### Set task
Repeat each entry in full, exactly.
+++ Recorded information
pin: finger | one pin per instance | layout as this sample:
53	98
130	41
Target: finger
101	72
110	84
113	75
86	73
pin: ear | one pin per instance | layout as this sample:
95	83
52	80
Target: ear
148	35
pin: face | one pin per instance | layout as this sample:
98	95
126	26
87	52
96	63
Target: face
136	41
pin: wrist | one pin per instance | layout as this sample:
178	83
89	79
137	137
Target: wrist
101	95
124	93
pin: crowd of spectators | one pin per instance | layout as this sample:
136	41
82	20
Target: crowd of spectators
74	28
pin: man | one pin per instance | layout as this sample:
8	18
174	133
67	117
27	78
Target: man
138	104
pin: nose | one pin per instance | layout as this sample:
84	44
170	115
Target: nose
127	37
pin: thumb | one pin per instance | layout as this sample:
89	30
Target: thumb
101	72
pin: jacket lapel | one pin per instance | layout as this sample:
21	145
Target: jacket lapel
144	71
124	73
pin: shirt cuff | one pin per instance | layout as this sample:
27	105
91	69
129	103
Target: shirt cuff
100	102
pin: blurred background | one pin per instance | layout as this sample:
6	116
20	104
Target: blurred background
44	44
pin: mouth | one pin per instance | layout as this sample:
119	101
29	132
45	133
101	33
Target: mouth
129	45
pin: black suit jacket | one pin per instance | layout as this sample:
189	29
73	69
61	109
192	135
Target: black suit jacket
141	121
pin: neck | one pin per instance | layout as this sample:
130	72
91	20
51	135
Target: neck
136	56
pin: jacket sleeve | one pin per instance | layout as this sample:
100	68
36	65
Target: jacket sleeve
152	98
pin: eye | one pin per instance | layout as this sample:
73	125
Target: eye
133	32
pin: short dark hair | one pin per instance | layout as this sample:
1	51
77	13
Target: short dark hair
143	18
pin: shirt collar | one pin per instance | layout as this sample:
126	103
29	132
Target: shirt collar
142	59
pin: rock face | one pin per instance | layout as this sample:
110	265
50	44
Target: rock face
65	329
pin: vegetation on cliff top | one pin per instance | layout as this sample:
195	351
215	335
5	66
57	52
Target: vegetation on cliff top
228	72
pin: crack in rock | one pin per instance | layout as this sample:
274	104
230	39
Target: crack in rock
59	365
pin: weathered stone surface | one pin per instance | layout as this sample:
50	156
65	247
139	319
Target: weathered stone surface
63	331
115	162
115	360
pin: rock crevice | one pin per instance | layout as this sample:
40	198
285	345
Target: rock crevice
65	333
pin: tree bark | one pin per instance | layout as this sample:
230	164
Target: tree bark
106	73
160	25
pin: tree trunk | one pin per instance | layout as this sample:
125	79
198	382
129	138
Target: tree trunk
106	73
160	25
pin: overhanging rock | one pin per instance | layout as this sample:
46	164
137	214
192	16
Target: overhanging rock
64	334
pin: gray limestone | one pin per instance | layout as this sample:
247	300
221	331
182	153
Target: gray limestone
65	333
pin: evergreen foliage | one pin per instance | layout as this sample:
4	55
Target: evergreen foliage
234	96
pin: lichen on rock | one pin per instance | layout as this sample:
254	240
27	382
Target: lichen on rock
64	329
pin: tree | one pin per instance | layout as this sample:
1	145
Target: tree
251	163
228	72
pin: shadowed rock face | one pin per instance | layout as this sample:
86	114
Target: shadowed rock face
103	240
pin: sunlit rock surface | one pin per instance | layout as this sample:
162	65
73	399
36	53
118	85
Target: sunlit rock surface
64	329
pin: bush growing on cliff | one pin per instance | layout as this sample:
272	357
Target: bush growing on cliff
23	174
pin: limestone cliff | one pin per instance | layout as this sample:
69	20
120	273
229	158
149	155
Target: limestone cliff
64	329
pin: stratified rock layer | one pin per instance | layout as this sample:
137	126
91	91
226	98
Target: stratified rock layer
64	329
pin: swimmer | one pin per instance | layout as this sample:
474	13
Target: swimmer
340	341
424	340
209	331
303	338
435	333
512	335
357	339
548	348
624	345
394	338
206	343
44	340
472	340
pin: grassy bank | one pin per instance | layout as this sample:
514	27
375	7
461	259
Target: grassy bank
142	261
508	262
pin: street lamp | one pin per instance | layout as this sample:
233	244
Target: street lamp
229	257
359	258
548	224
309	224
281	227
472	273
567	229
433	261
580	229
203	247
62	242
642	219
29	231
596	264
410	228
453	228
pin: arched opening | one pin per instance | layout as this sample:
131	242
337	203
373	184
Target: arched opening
++++++
### Answer
pin: finger | one pin per instance | layout as this sample:
53	98
130	41
Target: finger
101	72
110	84
113	75
86	73
pin: ear | one pin per instance | layout as this sample:
95	83
52	80
Target: ear
148	35
pin: face | one pin per instance | layout as this sample:
98	95
126	26
87	52
96	63
Target: face
136	41
pin: wrist | one pin per instance | layout as this sample:
178	83
89	79
137	137
Target: wrist
101	95
124	93
pin: crowd of spectators | one pin per instance | layout as this sample:
136	41
82	20
Target: crowd of spectators
74	28
pin: man | one pin per instance | layout as this sample:
8	18
174	133
67	117
27	78
Target: man
138	104
pin: nose | one pin per instance | layout as this sample:
84	44
170	115
Target: nose
127	37
pin: thumb | one pin per instance | layout as this sample:
89	30
Target: thumb
101	72
pin: jacket lapel | one pin per instance | layout as this sample:
21	145
Target: jacket lapel
144	71
124	73
pin: shirt cuff | one pin per instance | layout as this sample:
27	105
91	69
129	103
Target: shirt cuff
100	102
pin: blurred background | one pin per instance | layout as this sample:
6	116
20	104
Target: blurred background
44	44
pin: mouth | one pin per instance | layout as this sample:
119	101
29	132
45	133
101	33
Target: mouth
129	45
pin: black suit jacket | one pin per instance | layout as this sample:
189	29
73	69
61	109
192	135
Target: black suit jacket
141	121
pin: neck | one pin per instance | layout as this sample:
130	72
91	20
51	135
Target: neck
136	56
pin: jacket sleeve | one pin per instance | layout as this sample:
100	68
36	65
Target: jacket sleeve
152	98
pin: eye | one pin per instance | layout as this sample:
73	125
Target: eye
133	32
pin: short dark hair | one pin per instance | layout as this sample:
1	51
77	13
Target: short dark hair
143	18
pin: shirt collar | one pin per instance | layout as this sample:
126	103
29	132
Target: shirt collar
142	59
pin: rock face | one pin per instance | layout as this sample:
110	265
50	44
Target: rock face
65	329
pin: vegetation on cliff top | one pin per instance | layout as this sample:
195	351
215	335
5	66
57	52
Target: vegetation on cliff top
228	72
pin: crack in rock | one pin per instance | layout as this sample:
274	104
230	39
Target: crack in rock
59	365
pin: weathered stone surface | one pin per instance | layout as this sample:
50	156
65	247
139	319
Target: weathered stone surface
63	331
115	162
115	360
pin: rock crevice | one pin per instance | layout as this sample:
40	198
285	345
Target: rock crevice
65	333
pin: tree bark | one pin per instance | layout as this sample:
230	164
Target: tree bark
106	73
160	25
pin: tree trunk | one pin per instance | layout as this sample:
125	79
198	382
129	138
Target: tree trunk
106	73
160	25
pin: overhanging rock | one pin per instance | layout as this sample:
46	164
137	214
192	16
Target: overhanging rock
64	334
pin: gray limestone | one pin per instance | layout as this sample:
247	300
221	331
182	153
Target: gray limestone
65	333
pin: evergreen foliage | one pin per instance | layout as this sample:
4	55
Target: evergreen foliage
234	96
pin: lichen on rock | one pin per instance | layout as this sample:
254	240
27	382
Target: lichen on rock
64	329
pin: tree | one pin per instance | layout as this sample:
1	145
Target: tree
251	163
228	72
pin: shadowed rock face | one pin per instance | layout as this sample:
86	114
Target: shadowed rock face
103	240
pin: sunlit rock surface | one pin per instance | layout as this sample:
162	65
73	399
36	53
118	85
Target: sunlit rock surface
64	329
pin: bush growing on cliff | one pin per instance | layout as this sample:
272	357
Target: bush growing on cliff
23	174
pin: limestone cliff | one pin per instance | layout as this sample:
69	20
120	273
229	158
149	155
Target: limestone cliff
64	329
pin: stratified rock layer | one pin per instance | layout as this sample:
137	126
91	91
226	98
Target: stratified rock layer
64	329
pin: swimmer | one pin per instance | layout as this sample:
474	13
Target: swimmer
340	341
424	340
209	331
303	338
435	333
512	335
357	339
548	348
624	345
394	338
206	343
44	340
472	340
pin: grassy bank | one pin per instance | layout as this sample:
514	27
375	7
461	259
Target: grassy bank
142	261
508	262
pin: street lamp | one pin per instance | layout as this sample:
233	244
Target: street lamp
229	257
359	258
548	224
309	224
281	227
472	273
567	229
433	261
580	229
203	247
62	242
642	219
29	231
596	264
410	228
453	228
pin: arched opening | one pin per instance | layout as this sample:
131	242
337	203
373	184
Target: arched opening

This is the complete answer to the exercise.